§ Aim
Please format the whole listing below as a numbered list, leaving out blank lines and the pictures.

§ Data lines

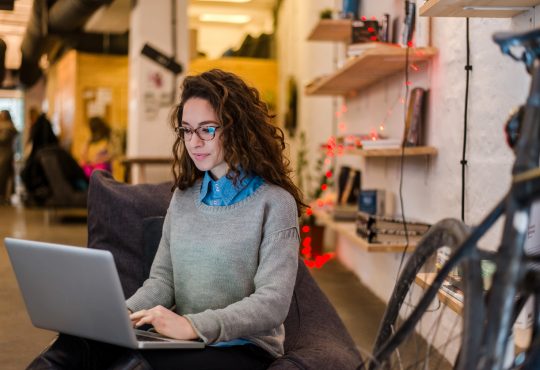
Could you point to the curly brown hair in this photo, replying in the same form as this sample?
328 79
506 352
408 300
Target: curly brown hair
251 143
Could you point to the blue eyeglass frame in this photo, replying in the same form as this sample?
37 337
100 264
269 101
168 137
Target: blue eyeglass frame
182 131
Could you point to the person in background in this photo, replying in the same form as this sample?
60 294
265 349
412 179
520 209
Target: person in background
33 176
33 115
97 153
8 133
226 265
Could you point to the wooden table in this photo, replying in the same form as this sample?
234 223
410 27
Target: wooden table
142 162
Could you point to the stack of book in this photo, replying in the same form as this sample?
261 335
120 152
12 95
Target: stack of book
388 230
381 144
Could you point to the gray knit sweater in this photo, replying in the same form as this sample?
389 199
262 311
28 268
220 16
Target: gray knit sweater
229 270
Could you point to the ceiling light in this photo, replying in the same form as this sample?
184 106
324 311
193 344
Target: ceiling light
225 18
227 1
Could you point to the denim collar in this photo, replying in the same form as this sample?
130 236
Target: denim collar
223 187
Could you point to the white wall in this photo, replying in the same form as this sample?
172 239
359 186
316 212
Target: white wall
215 38
432 187
152 88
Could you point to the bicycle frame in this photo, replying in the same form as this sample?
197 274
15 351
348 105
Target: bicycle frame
500 310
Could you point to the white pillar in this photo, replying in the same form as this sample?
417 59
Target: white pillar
153 88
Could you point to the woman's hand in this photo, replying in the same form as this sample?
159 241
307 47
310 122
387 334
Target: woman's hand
165 321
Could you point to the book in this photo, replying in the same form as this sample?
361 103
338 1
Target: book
381 144
372 201
349 184
357 49
452 290
414 121
344 213
378 222
364 31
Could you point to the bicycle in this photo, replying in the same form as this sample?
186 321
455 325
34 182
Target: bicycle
488 314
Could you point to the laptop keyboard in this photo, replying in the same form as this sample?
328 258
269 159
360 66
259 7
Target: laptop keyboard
148 338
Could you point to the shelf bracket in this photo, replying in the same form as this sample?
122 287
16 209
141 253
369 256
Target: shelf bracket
497 8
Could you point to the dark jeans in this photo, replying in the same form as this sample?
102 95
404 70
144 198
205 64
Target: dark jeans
70 352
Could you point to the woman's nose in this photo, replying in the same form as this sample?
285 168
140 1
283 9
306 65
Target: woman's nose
195 140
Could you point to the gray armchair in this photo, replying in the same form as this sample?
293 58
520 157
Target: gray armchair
127 219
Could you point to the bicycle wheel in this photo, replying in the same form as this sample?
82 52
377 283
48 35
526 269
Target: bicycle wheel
439 325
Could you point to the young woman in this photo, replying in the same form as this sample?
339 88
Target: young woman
8 133
225 268
97 153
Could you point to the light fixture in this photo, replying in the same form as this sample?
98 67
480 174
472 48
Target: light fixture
225 18
226 1
497 8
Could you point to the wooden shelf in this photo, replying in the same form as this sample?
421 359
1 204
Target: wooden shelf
348 230
458 8
393 152
373 65
424 280
331 30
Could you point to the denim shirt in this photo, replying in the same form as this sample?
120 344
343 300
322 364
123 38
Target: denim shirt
222 192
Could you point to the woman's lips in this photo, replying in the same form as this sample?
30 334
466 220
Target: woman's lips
199 157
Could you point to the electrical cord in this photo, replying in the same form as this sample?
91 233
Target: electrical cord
468 69
402 161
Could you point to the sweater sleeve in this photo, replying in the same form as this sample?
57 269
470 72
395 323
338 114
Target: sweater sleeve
267 307
158 289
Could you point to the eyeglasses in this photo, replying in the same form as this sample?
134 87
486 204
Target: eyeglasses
205 133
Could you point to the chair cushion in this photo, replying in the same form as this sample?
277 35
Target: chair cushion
116 222
315 336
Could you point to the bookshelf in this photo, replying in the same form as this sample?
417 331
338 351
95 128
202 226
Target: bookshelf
366 69
393 152
338 30
424 280
348 230
478 8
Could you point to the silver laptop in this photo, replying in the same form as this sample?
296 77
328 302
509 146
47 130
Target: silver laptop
77 291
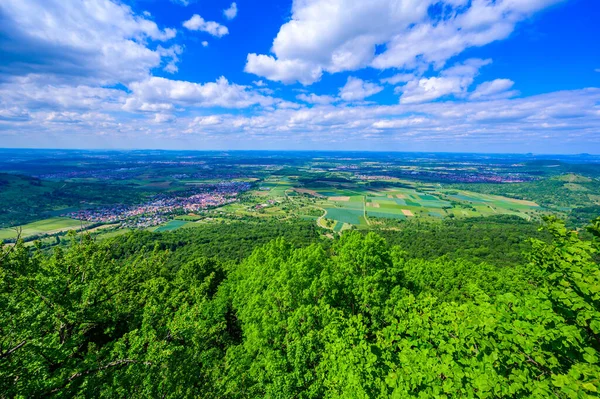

§ Exercise result
1. Could you point to the curly brown hair in this photo, replying in the same form as this sample?
2. 328 79
3. 506 352
4. 408 300
5. Target: curly brown hair
6. 251 143
7. Could you point to the blue eyeglass frame in this photo, replying in the same form as this sample?
8. 37 337
9. 100 264
10. 269 101
11. 168 137
12. Target: blue eyeglass frame
13. 182 131
14. Could you point to the person in background in this photo, replying in the same form as this sample?
15. 60 294
16. 265 349
17. 412 179
18. 520 209
19. Target: person in background
20. 33 176
21. 33 115
22. 97 153
23. 8 133
24. 226 265
25. Could you point to the wooden table in this photo, replying in the same form as this sample?
26. 234 223
27. 410 27
28. Target: wooden table
29. 142 162
30. Could you point to the stack of book in this photo, replying in the same form as this sample?
31. 261 335
32. 120 152
33. 12 95
34. Target: stack of book
35. 388 230
36. 381 144
37. Could you point to the gray knit sweater in this photo, replying in the same form as this sample?
38. 389 199
39. 262 311
40. 28 268
41. 220 16
42. Target: gray knit sweater
43. 229 270
44. Could you point to the ceiling light in this photo, replying in the same form as this sample?
45. 184 106
46. 324 311
47. 193 344
48. Target: ceiling light
49. 225 18
50. 227 1
51. Could you point to the denim collar in this photo, replying in the same form as this sample?
52. 130 236
53. Target: denim collar
54. 223 187
55. Could you point to the white wall in this photo, replying in the same form as this sample?
56. 172 239
57. 359 186
58. 316 212
59. Target: white wall
60. 215 38
61. 432 187
62. 152 88
63. Could you point to the bicycle frame in this photo, replying in the same form as this sample?
64. 197 274
65. 15 351
66. 348 105
67. Target: bicycle frame
68. 500 310
69. Could you point to the white pillar in this photo, replying in the same form as this sample?
70. 417 59
71. Target: white pillar
72. 153 88
73. Could you point to the woman's hand in this photo, replying in the same form as this sample?
74. 159 241
75. 307 47
76. 310 122
77. 387 334
78. Target: woman's hand
79. 165 321
80. Could you point to the book in this photo, replying in the same form as this sample?
81. 361 103
82. 338 1
83. Target: book
84. 381 144
85. 372 201
86. 349 184
87. 357 49
88. 452 290
89. 414 121
90. 344 213
91. 378 222
92. 364 31
93. Could you point to the bicycle in this photo, replying in the same form as this sample?
94. 186 321
95. 455 325
96. 34 182
97. Target: bicycle
98. 488 314
99. Could you point to the laptop keyboard in this photo, replying in the same form as this sample?
100. 328 258
101. 269 159
102. 360 66
103. 259 7
104. Target: laptop keyboard
105. 148 338
106. Could you point to the shelf bracket in this photo, replying in the same form as this sample?
107. 122 287
108. 16 209
109. 141 253
110. 369 256
111. Target: shelf bracket
112. 497 8
113. Could you point to the dark jeans in this photo, replying in the same form as this sample?
114. 102 95
115. 404 70
116. 144 198
117. 205 64
118. Target: dark jeans
119. 70 352
120. Could you point to the woman's nose in this photo, replying in the same form as this sample?
121. 285 168
122. 140 1
123. 283 9
124. 306 65
125. Target: woman's nose
126. 195 140
127. Could you point to the gray armchair in this photo, replying in the same form as this sample?
128. 293 58
129. 520 157
130. Target: gray armchair
131. 127 219
132. Could you point to the bicycle wheel in this photo, replying in the same form as this sample?
133. 82 52
134. 377 283
135. 48 35
136. 526 269
137. Target: bicycle wheel
138. 439 325
139. Could you point to the young woman in this photo, replying in the same form as this sample?
140. 339 88
141. Target: young woman
142. 8 133
143. 225 268
144. 97 153
145. Could you point to the light fixture in this photo, replying in the same form as this sample?
146. 98 67
147. 480 174
148. 472 48
149. Target: light fixture
150. 225 18
151. 226 1
152. 497 8
153. Could you point to the wooden shelf in this photo, replying in the same form as this sample?
154. 421 359
155. 1 204
156. Target: wooden shelf
157. 348 230
158. 458 8
159. 393 152
160. 373 65
161. 424 280
162. 331 30
163. Could you point to the denim shirt in this photo, replying in the same form as this sample?
164. 120 344
165. 343 300
166. 322 364
167. 123 38
168. Target: denim shirt
169. 222 192
170. Could you point to the woman's lips in this photo, replying in the same form as this sample?
171. 30 334
172. 466 220
173. Target: woman's lips
174. 199 157
175. Could you point to the electrical cord in this photo, replying in the same form as this sample?
176. 91 233
177. Target: electrical cord
178. 468 69
179. 402 161
180. Could you point to the sweater sleeve in this photo, replying in the same form as this sample?
181. 57 269
182. 470 72
183. 395 323
184. 338 114
185. Target: sweater sleeve
186. 267 307
187. 158 289
188. Could you point to the eyeglasses in this photo, replying in the same form as this sample?
189. 134 87
190. 486 204
191. Target: eyeglasses
192. 205 133
193. Could you point to the chair cushion in this photo, replying in the same form as this sample?
194. 277 35
195. Target: chair cushion
196. 116 222
197. 315 336
198. Could you point to the bookshelf in this photo, replying in the same form as this sample?
199. 417 331
200. 338 351
201. 95 128
202. 202 226
203. Target: bookshelf
204. 366 69
205. 393 152
206. 338 30
207. 424 280
208. 348 230
209. 478 8
210. Could you point to the silver laptop in this photo, replying in the same form as this sample?
211. 296 77
212. 328 302
213. 509 146
214. 47 130
215. Target: silver laptop
216. 77 291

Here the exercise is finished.